**WHAT IS NEEDED**
Retype every one of the lines below word for word, and leave the pictures out of your answer.

[Records taken from a dataset]
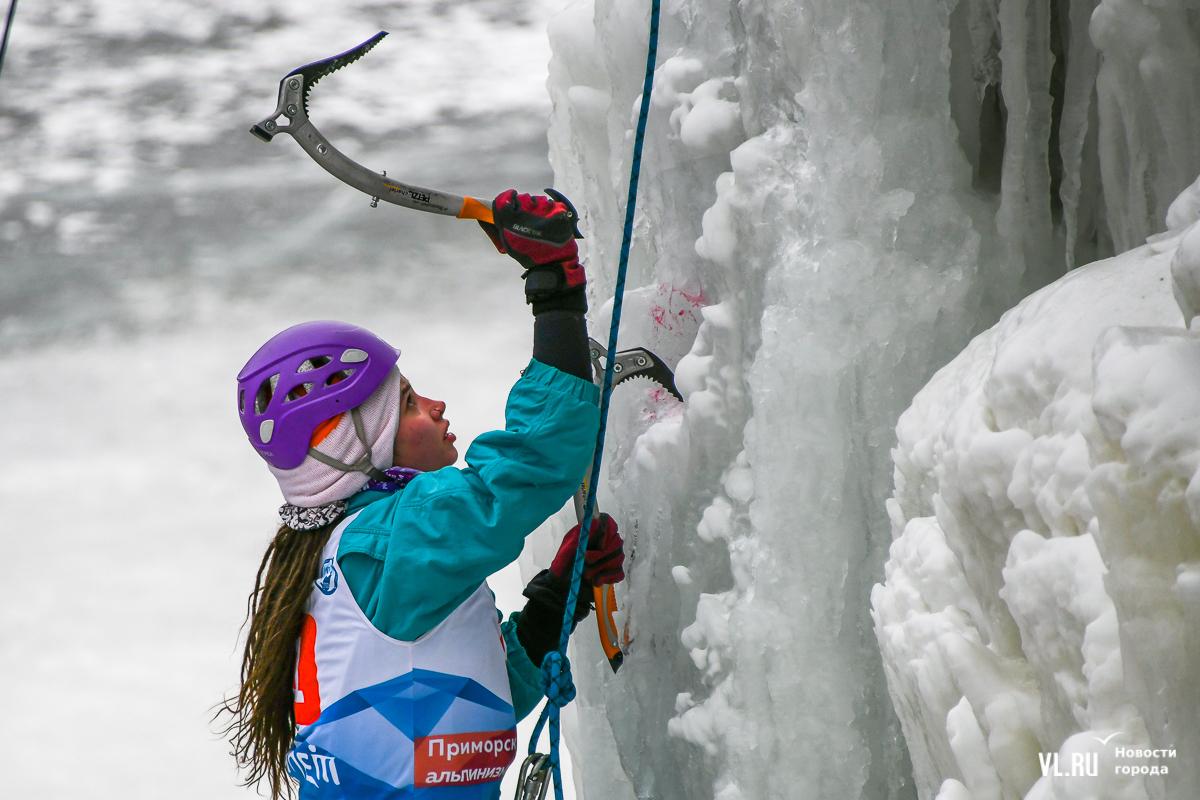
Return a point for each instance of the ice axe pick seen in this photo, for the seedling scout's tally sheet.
(637, 362)
(293, 107)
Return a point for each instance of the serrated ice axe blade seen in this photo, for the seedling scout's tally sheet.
(293, 107)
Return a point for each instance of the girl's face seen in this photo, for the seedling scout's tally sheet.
(423, 438)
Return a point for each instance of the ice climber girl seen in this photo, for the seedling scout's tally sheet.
(375, 662)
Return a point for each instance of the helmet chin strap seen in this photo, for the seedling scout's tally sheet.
(363, 464)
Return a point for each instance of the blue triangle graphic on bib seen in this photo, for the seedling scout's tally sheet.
(415, 704)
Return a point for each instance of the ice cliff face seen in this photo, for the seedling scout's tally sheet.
(835, 197)
(1039, 614)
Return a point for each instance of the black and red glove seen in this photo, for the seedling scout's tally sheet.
(540, 232)
(540, 621)
(605, 558)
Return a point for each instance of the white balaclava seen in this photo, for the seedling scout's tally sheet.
(315, 483)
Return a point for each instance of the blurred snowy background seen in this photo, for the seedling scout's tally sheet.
(148, 246)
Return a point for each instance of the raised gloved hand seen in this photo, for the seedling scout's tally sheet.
(605, 558)
(539, 233)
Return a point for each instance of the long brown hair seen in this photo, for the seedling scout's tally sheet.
(263, 725)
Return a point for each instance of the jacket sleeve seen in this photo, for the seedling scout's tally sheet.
(450, 529)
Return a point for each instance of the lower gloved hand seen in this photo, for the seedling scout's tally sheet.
(605, 558)
(540, 621)
(539, 233)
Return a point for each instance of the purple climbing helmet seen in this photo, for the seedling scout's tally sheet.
(300, 378)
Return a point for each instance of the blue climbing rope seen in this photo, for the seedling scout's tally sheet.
(556, 669)
(7, 29)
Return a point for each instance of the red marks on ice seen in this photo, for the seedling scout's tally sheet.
(676, 307)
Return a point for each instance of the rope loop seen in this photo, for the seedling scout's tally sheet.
(556, 679)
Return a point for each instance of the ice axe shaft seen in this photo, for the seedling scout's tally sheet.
(636, 362)
(293, 107)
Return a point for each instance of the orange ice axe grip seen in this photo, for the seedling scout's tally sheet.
(606, 606)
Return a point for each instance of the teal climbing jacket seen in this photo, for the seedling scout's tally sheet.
(412, 557)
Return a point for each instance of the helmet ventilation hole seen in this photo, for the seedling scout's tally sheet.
(265, 391)
(337, 377)
(297, 392)
(315, 362)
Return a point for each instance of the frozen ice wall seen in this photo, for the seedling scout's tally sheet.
(834, 197)
(1041, 611)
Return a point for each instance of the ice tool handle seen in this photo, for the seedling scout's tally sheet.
(293, 107)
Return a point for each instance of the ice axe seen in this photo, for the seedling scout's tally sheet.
(293, 107)
(628, 365)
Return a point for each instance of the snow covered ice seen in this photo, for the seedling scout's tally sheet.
(853, 191)
(888, 546)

**RESULT**
Return a point for each instance of the ice axe pick seen in this photo, for the seedling scout's tally sheet.
(637, 362)
(293, 107)
Return a point for each instance of the serrated ice axe blade seen in this photo, for the seedling scout's tally sheet.
(293, 107)
Return a point for each instance of the girl's face seen in this photo, for the seedling scout's tally sheet.
(423, 438)
Return a point for each instance of the ice climber girl seen in this photo, for the seedling scout's tally sheet.
(375, 662)
Return a point for each instance of the helmet chin strap seen in this photo, for the seedling scout's tally sheet.
(363, 464)
Return a point for each instance of the blue triangle graphic on bib seen in this photo, for the seedling scout's tally sheet.
(415, 704)
Return a point for each instance of the ice cliff face seen in this photo, for the seedling scout's tally sheet.
(835, 197)
(1039, 614)
Return a point for each instance of the black and red glove seen in this photo, for the seedling scout's tally sheet.
(540, 232)
(540, 621)
(605, 558)
Return a point for each instance of the white balaclava seen in this photo, for the seedling scout's tally sheet.
(315, 483)
Return a point for each instance of the blurred snowy background seen in this photo, for the seedling scout's tally sheet.
(148, 246)
Return a point for each instance of the raised gloved hand seen in this photo, for the seedling scout's tally sheet.
(605, 558)
(539, 233)
Return a point for each instance of the long brown hair seen in this photo, for the seedling scout's tally sheet.
(263, 725)
Return a point for each instance of the jacket sleeve seen in this photo, for the seedling scout's tally sheet.
(450, 529)
Return a point for each instance of the lower gloved hand seen in this photo, for the seedling scout's tally sheet.
(605, 558)
(540, 621)
(539, 233)
Return a point for each instance of the purple climbing helmet seen in this photo, for the seedling scout's tally sheet.
(300, 378)
Return a point for each instance of the blue climbing rope seen in this photo, for the seedling scout's tally sheet.
(556, 669)
(7, 29)
Return a point for each instance of the red marks on ice seen in this photo, for the seedling scout's tally sheet.
(676, 307)
Return a point for each instance of the rope loop seen in this photo, for the seedling scout's tally sheet.
(556, 679)
Return a point for each instance of the ice axe shaft seen in this photo, for the seedling scout's tally sheet.
(636, 362)
(293, 107)
Return a point for each instance of the orange ice axe grip seen in this photo, for the seedling scout's tally sheet.
(606, 606)
Return a point for each instance of the teal climbing jacket seen in this photo, for the seedling scout's tally sheet.
(412, 557)
Return a point for each instance of the helmet ventilation hole seen in this photo, for the seedling scout's tally sheet.
(265, 391)
(337, 377)
(297, 392)
(315, 362)
Return a point for each instance of the frozen ice wall seen in this photo, for the seedling scout's tally sheet.
(834, 197)
(1041, 611)
Return a point for each instance of the ice tool handle seen in this photo, for the seedling scout's tally sheet.
(293, 107)
Return a point for each instance of the ice axe seen in this photo, for the seedling scout's tally sheet.
(293, 107)
(628, 365)
Return a point for each instance of the snow covered ice seen in this photo, for the seedling scout's tally sheet.
(853, 191)
(888, 546)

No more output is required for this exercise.